Задания:
**1.** Перечислите всех людей, которые названы по имени в тексте о Наполеоне.
**2.** Продолжите, пожалуйста, текст о Наполеоне сразу после его последнего предложения.

Исходный текст:
В декабре 1799 года была оглашена новая конституция. Наблюдательная «Gazette de France» от 17 декабря опубликовала следующий анекдот: «Муниципальный чиновник читал текст конституции, и давка среди жаждавших слышать его была так велика, что никому не довелось услышать ни одной полной фразы. Одна женщина говорит своей соседке: — Я ничего не слыхала. А я не пропустила ни единого слова. — Ну, что же есть в этой конституции? Бонапарт». Твердый порядок, сильная власть и политическая умеренность сменяют диковинную фразеологию предшествующей эпохи. Власть постепенно централизуется в руках одного человека. Одну за другой теряют свои функции Трибунат и Законодательный корпус, дробятся сохранившие остатки якобинского духа кантональные муниципалитеты, прежняя беспечность государственного режима Директории жестко упорядочивается и уплотняется в строгие формы военно-полицейской машины. Указом 27 нивоза VIII года (17 января 1800) на время войны приостановлен выход парижских газет, за исключением оговоренного списка из 13 изданий; учитывая то, что война будет непрерывной, нетрудно предположить, что запрещенным газетам так более и не доведется развлечь читателя острым политическим анекдотом.
В феврале 1800 года первый консул Бонапарт переселяется в Тюильри: что ни говори, а в королевском дворце жить гораздо приятнее, чем, к примеру, снимать квартиру в доме столяра, как это делал Робеспьер. Пребывание в Тюильри, видимо, наложило некоторый дополнительный отпечаток на характер последующих действий первого консула: когда в декабре 1800 года на Бонапарта было совершено роялистское покушение, он обрушил беспощадные репрессии на республиканскую оппозицию, многие из участников которой были сосланы, расстреляны и гильотинированы. Кроме того, под предлогом борьбы с разбойничьими шайками (возглавляемыми преимущественно роялистами) в провинциях, Бонапарт учредил чрезвычайные суды, которые могли казнить кого угодно и за что угодно. 8 мая 1802 года Сенат постановил заранее переизбрать первого консула на новый десятилетний срок, а 2 августа того же года Бонапарт стал пожизненным консулом. Наконец, в 1804 году Папа Пий VII помазал его, короновав императором.
Наполеон приступает к осуществлению своих грандиозных и многогранных замыслов. Он хочет объединить весь известный универсум под началом Франции, причем не столько водворяя господство французской нации над прочими (хотя уж и явно не без этого), сколько устанавливая жительство, быт, культуру, эмпирический и духовный порядок существования всех прочих народов по укорененному в его собственной голове идеальному французскому образцу: «Из всех народов мира я должен сделать единый народ, а из Парижа — столицу мира». В свою очередь, Париж, мысленно отвлеченный от хаоса разнородной суеты, должен сводиться к его абсолютному идеальному центру, простирающему свои, говоря богословским языком, нетварные энергии (а говоря языком повседневным — длинные руки) к каждой точке покоренного и усовершенствованного мироздания; в одной из анонимных статей в «Moniteur» Наполеон высказывается так: «Первым представителем нации является император. Было бы преступной химерой, если бы кто-нибудь претендовал на представительство нации с большим основанием, чем император». Единое и прозрачное мироздание, очищенное от всех остатков феодальной многополюсности и полифонии сюзеренитетов, концентрическими кругами расходится вокруг преображенной Франции, которая сама совершает центростремительное вращение вкруг своего восседающего в Тюильри державного магнита, о коем речется: Государство — это Он. Только Он волен бросить камень в это строгое концентрическое движение, ибо Он один без греха, как явленное во плоти божественное законодательство чистого разума.

Записи коллекции:

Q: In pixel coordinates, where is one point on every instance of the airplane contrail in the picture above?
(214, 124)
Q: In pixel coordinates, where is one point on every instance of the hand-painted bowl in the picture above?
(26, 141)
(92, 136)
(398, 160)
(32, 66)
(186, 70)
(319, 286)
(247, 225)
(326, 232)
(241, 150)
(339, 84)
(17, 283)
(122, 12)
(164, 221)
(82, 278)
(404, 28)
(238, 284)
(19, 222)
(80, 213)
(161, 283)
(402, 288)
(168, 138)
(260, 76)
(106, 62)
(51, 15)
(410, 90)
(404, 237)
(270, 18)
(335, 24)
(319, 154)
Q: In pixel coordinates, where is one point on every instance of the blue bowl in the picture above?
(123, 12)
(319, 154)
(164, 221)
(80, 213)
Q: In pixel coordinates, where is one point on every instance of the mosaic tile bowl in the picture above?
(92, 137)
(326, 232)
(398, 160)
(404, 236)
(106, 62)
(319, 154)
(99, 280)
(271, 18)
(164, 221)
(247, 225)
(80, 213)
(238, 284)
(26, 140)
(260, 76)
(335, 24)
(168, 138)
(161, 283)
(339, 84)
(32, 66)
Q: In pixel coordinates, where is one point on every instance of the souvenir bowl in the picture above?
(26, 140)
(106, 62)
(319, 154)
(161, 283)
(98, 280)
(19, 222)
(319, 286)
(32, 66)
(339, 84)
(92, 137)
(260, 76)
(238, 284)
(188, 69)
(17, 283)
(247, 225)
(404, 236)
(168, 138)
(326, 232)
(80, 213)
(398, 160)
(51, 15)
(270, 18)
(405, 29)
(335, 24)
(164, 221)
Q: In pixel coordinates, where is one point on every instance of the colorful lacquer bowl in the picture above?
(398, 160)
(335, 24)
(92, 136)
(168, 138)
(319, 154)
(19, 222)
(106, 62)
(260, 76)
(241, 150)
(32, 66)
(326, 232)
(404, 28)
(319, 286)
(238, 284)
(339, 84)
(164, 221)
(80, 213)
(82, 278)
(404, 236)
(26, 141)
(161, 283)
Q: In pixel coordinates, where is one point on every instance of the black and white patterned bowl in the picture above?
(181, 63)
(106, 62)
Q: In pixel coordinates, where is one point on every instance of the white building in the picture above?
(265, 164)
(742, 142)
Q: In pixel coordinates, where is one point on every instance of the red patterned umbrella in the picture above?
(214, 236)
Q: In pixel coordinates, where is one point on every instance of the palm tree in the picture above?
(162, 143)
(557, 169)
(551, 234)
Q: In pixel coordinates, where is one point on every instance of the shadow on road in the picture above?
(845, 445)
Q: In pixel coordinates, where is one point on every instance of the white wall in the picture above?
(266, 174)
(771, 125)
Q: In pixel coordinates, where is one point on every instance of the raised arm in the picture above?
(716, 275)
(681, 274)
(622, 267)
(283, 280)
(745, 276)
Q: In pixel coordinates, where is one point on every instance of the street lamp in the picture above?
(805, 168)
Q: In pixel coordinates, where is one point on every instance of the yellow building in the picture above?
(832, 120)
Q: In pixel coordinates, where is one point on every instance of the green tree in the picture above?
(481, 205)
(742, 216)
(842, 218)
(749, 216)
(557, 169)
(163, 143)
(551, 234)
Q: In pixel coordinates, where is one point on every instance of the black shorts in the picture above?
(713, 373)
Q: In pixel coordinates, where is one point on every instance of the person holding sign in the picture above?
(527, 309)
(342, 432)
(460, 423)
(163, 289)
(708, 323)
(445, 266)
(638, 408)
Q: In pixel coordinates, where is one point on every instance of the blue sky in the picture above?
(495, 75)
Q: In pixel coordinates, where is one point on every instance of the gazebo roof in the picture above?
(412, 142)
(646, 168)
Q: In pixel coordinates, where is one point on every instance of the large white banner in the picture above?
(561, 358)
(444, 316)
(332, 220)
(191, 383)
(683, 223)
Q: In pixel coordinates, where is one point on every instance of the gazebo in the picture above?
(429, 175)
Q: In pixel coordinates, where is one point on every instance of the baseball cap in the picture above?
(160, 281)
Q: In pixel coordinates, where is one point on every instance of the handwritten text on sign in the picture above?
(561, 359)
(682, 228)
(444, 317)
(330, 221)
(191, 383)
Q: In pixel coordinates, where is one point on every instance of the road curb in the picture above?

Ответы:
**1.** Наполеон Бонапарт, Робеспьер, Папа Пий VII.

**2.**
Жестко-сентиментальная, линейно-моралистическая и узкорассудочная «Добродетель» сумбурных лет Революции уступает место более родовой, архетипической и церемониальной «Чести». В самую сердцевину нового буржуазного порядка инкрустируются феодальные ценности «фамильного благородства» и незыблемого священства иерархии. Меняется также практика оформления социального сознания: по замечанию одного из исследователей, на смену «Свободе, Равенству, Братству» приходят «Гордость, Ненависть, Вера».
Совершенно новый облик приобретает армия — любимое детище Наполеона[93]. Еще законы Журдана — Дельбре (1798–1799 гг.) и декреты эпохи Консулата начинают преобразовывать французскую армию в направлении статусно-профессионального государственного учреждения, отодвигая на второй план гражданскую обязанность служения революционным принципам. Бонапарт же окончательно ставит во главу угла военной организации три вещи: личную преданность священному вождю (т. е. ему самому), профессиональную выслугу и материальное стимулирование. Четко определяется размер жалованья: так, например, рядовому пехотинцу в месяц полагается 9 франков, капралу — 14 франков, сержанту — 18 франков, старшему сержанту — 24 франка, унтер-офицеру — 48 франков, младшему лейтенанту — 83 франка, и т. д. по нарастающей. Кроме жалованья, наполеоновские солдаты получают всевозможные надбавки, отпускные, обмундирование, квартиру, фураж, денежные ссуды и вознаграждения, ордена, именное оружие и т. п. Во время Русской кампании 1812 года в качестве разового денежного вознаграждения за усердие младшим лейтенантам выдавали по 400 франков, капитанам, майорам и батальонным командирам — по 500, старшим хирургам воинской части — по 600, аджюдан-майорам и начальникам штаба — по 1000, а генералам — по 4000 франков. Вечером перед Эйлау каждый приглашенный к императорскому столу обнаружил под салфеткой билет в 1000 франков.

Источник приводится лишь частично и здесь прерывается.